## Extracto del texto
■ ■ ■ ■

Solo los denominados nacionalismos periféricos (el catalán, especialmente) siguen insistiendo en sus demandas maximalistas. En este sentido, conviene advertir que el problema no es el nacionalismo como tal. Desde la llegada de la democracia, los españoles hemos asumido con naturalidad que nuestra realidad es plural. El problema es el nacionalismo extremo. Del mismo modo que lo serían la extrema izquierda y la extrema derecha si se convirtieran en mayoritarias. Porque los extremos son refractarios al diálogo.

Un radicalismo provoca siempre una reacción en sentido contrario. Y la polarización, en España, por desgracia, sabemos muy bien cómo termina.

■ ■ ■ ■

## Datos sin procesar

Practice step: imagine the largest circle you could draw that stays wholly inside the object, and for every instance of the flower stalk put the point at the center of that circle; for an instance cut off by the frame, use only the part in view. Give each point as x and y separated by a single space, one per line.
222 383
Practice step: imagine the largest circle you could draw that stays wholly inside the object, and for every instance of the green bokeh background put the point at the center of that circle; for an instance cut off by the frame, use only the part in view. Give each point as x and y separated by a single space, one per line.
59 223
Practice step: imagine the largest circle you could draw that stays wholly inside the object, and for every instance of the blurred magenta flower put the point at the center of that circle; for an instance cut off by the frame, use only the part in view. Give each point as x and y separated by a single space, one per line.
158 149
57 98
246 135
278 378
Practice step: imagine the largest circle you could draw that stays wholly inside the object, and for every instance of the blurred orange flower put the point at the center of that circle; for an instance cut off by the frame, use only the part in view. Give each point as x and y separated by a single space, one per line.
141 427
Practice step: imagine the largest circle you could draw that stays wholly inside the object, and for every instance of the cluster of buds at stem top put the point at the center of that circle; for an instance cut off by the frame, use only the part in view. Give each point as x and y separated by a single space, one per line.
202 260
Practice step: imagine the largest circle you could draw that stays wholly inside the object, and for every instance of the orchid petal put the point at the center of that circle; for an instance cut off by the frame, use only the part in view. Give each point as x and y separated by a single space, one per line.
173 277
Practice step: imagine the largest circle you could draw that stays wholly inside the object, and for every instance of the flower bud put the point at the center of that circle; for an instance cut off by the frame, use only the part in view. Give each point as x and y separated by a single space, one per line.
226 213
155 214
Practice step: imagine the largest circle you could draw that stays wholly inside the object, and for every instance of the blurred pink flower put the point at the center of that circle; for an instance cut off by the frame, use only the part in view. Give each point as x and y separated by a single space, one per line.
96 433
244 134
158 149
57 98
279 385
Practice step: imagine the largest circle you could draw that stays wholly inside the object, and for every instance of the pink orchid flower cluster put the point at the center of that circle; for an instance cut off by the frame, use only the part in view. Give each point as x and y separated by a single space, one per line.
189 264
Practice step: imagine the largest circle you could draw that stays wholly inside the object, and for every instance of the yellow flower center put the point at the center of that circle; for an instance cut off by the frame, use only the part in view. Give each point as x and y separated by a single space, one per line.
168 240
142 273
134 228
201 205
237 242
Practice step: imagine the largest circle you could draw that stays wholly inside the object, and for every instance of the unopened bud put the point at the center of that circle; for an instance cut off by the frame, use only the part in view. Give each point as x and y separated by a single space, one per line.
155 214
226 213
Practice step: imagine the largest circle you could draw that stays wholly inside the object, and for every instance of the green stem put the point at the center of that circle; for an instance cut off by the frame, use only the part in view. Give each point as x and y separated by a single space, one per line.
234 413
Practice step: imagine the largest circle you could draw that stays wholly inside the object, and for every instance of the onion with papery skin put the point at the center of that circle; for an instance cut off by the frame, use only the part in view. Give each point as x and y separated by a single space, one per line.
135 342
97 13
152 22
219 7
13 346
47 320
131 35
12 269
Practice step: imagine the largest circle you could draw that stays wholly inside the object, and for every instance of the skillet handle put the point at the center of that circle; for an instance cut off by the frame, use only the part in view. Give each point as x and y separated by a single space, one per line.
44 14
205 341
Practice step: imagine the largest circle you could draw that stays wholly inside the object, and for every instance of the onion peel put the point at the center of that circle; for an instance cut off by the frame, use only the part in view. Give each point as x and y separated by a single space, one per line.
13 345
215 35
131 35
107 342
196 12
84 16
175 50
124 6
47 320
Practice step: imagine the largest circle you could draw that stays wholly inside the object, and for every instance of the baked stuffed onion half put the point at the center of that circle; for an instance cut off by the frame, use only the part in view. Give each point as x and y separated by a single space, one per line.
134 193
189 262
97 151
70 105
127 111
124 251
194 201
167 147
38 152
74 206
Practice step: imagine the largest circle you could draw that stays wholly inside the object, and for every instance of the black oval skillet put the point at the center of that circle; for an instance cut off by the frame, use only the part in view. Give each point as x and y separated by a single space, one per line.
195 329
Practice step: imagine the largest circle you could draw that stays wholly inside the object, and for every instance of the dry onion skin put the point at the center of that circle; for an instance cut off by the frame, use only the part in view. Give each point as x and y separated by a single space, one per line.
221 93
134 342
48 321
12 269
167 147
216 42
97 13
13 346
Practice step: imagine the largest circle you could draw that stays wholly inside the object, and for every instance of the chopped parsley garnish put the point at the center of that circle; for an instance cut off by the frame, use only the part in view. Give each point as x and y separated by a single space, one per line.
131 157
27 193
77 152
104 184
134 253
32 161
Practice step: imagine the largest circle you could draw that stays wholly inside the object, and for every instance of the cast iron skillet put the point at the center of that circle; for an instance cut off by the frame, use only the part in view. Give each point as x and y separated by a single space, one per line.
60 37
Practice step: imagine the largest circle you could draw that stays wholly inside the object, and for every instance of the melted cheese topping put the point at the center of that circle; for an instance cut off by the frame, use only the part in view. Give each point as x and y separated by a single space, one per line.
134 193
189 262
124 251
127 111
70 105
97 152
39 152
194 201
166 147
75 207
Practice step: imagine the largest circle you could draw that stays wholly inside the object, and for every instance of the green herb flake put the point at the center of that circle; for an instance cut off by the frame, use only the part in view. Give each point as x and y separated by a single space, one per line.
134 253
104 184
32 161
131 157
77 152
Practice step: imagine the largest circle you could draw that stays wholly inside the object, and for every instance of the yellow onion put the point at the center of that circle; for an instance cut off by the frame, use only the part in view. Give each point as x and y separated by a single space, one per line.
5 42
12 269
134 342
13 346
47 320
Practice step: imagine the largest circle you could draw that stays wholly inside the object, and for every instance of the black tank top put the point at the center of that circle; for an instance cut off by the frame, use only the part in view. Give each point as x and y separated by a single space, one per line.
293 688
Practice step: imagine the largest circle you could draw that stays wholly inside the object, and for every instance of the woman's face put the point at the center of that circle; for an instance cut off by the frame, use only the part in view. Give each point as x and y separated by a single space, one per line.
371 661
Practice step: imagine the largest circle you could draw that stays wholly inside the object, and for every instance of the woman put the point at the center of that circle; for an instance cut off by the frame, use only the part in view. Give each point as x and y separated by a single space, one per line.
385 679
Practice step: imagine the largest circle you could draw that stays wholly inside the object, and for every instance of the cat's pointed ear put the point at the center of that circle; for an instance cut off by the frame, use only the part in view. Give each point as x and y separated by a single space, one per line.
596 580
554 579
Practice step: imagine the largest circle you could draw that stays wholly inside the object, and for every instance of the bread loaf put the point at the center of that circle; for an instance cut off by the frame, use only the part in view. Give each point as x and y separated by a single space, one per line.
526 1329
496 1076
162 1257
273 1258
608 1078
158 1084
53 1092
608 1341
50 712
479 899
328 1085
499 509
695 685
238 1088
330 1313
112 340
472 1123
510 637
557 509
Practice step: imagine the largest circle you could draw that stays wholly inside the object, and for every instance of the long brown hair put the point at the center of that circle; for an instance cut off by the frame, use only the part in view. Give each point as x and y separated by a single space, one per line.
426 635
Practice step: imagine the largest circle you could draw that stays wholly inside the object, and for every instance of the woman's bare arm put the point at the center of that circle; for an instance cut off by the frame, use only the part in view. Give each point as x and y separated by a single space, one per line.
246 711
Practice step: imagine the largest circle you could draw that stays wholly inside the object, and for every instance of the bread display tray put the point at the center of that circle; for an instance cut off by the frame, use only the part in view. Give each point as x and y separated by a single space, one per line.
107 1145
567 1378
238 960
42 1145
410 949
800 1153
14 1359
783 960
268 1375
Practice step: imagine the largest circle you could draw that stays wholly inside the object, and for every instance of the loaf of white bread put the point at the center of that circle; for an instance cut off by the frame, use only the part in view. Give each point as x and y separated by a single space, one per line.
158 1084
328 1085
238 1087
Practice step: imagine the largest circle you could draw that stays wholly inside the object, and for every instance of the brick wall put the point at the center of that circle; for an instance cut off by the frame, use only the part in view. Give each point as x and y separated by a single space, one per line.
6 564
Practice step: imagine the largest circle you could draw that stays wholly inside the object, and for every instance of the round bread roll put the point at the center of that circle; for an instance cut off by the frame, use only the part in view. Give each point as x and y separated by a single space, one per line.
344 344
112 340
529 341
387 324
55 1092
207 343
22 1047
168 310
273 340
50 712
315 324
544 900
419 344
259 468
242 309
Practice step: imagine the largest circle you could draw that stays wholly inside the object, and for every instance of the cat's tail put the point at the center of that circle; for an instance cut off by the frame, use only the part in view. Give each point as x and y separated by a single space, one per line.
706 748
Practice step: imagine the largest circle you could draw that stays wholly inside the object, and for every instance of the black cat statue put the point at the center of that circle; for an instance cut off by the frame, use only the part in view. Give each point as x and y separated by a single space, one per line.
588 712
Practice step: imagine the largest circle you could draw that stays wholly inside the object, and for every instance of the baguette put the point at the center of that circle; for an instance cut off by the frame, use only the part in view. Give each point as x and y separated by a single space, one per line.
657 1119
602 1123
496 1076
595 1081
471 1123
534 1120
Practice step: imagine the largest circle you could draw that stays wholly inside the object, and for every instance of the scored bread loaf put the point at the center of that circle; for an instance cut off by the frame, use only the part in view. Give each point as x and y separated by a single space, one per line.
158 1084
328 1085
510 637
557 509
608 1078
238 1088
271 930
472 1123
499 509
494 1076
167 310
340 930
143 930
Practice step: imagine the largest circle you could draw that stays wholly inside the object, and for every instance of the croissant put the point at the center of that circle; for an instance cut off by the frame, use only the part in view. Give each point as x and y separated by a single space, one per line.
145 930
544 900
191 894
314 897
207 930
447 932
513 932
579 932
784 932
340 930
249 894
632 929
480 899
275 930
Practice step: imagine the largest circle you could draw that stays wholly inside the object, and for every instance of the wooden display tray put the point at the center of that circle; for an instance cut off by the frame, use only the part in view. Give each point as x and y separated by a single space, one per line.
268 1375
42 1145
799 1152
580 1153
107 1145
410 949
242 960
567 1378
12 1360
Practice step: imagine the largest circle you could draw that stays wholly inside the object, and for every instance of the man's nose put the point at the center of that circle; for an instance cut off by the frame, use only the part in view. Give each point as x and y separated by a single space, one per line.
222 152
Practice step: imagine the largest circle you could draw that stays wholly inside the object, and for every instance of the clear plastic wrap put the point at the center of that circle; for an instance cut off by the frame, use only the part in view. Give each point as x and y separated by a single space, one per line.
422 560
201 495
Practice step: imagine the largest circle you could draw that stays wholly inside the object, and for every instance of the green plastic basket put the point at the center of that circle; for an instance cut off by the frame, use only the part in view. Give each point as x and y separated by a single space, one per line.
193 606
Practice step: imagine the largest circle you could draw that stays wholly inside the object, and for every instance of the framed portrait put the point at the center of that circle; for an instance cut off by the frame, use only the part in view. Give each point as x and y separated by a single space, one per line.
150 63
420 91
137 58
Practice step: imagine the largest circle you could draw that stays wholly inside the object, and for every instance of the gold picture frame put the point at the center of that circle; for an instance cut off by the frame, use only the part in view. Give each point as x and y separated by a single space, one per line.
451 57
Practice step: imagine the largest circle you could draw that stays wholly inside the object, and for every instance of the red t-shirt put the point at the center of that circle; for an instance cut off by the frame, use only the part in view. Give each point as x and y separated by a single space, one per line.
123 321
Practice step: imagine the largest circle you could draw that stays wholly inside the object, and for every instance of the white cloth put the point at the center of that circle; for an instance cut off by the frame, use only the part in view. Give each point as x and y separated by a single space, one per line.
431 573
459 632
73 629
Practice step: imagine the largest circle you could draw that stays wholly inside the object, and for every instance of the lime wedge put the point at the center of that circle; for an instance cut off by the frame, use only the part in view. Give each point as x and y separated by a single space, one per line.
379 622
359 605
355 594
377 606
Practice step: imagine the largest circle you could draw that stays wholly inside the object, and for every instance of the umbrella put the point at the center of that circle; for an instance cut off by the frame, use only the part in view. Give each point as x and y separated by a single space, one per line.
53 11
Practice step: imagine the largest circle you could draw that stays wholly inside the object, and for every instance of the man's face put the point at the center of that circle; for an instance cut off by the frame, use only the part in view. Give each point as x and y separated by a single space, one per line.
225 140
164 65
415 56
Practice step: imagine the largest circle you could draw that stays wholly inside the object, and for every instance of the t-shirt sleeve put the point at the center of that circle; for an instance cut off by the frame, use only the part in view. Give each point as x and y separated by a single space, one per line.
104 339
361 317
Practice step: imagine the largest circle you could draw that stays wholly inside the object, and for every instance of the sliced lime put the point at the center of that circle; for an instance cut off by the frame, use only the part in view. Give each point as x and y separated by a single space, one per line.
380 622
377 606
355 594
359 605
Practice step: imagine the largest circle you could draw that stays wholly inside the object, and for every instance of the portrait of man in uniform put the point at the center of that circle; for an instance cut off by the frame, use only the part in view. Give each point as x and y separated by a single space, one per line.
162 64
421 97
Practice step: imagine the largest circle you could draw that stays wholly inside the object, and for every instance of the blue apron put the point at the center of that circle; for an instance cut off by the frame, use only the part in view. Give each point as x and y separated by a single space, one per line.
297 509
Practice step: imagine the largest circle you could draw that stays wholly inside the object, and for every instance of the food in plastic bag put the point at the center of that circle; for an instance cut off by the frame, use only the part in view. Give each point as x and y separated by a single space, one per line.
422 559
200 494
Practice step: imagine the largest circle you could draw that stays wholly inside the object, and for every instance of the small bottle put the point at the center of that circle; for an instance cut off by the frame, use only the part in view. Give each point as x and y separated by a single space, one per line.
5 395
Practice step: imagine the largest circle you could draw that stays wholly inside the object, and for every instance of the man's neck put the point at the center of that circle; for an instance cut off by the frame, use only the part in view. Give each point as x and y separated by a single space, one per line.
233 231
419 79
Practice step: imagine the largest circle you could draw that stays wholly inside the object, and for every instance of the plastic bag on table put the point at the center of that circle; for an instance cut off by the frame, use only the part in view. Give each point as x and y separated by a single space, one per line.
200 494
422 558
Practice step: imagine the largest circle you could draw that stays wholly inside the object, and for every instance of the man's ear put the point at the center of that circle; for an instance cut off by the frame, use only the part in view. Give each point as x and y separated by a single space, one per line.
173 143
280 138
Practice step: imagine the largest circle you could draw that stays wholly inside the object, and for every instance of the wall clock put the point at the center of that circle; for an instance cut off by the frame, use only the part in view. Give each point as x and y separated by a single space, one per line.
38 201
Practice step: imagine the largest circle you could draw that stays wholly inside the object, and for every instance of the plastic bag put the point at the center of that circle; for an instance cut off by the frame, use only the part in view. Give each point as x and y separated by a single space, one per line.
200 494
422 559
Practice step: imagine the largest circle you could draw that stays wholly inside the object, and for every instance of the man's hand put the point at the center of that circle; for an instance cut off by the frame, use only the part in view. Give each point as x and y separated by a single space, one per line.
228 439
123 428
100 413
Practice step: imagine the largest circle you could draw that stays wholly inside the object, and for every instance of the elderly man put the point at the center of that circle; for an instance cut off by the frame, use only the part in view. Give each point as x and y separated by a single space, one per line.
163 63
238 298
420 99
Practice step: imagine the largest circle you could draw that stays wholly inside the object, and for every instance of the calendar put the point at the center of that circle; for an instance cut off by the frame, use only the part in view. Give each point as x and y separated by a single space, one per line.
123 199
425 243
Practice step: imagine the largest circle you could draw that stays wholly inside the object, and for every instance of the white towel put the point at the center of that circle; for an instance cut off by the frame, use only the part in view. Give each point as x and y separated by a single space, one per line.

■ ■ ■ ■

## Ejercicio escrito 1
Transcribe literalmente el pasaje del texto sobre el nacionalismo que comienza en las palabras "Solo los denominados" y termina tras "refractarios al diálogo.".
## Ejercicio escrito 2
Prolonga el texto sobre el nacionalismo y la polarización en España a partir de su última frase.

## Resultado 1
Solo los denominados nacionalismos periféricos (el catalán, especialmente) siguen insistiendo en sus demandas maximalistas. En este sentido, conviene advertir que el problema no es el nacionalismo como tal. Desde la llegada de la democracia, los españoles hemos asumido con naturalidad que nuestra realidad es plural. El problema es el nacionalismo extremo. Del mismo modo que lo serían la extrema izquierda y la extrema derecha si se convirtieran en mayoritarias. Porque los extremos son refractarios al diálogo.

## Resultado 2
El derecho a la autodeterminación es lo máximo que los nacionalistas pueden pedir. Hablar de diálogo desde el mantenimiento de una postura radical es absurdo. Negociar no implica buscar acuerdos coyunturales que me permitan avanzar hacia una meta final considerada irrenunciable, sino asumir que pretender esa meta, teniendo en cuenta la realidad existente, no está justificado. Ni es aconsejable. Porque implicaría un alto coste y conllevaría grandes riesgos. Intentar imponer a los otros un trágala abusivo, pasando por encima de sus ideas, justifica que ellos intenten hacer lo mismo. Eso es, precisamente, lo que la democracia se propone evitar. Dialogar implica voluntad de renunciar a algo.

Los nacionalistas catalanes estuvieron dispuestos a dialogar con el resto de las fuerzas políticas españolas hace cuarenta años. Su repliegue hacia posiciones radicales ha causado una gran frustración entre los que pensábamos que el país había conseguido por fin superar ciertos males endémicos. Confrontados con esta deriva, ¿cómo actuar? ¿Es posible negociar con los que adoptan posiciones radicales y se niegan a hacer concesiones?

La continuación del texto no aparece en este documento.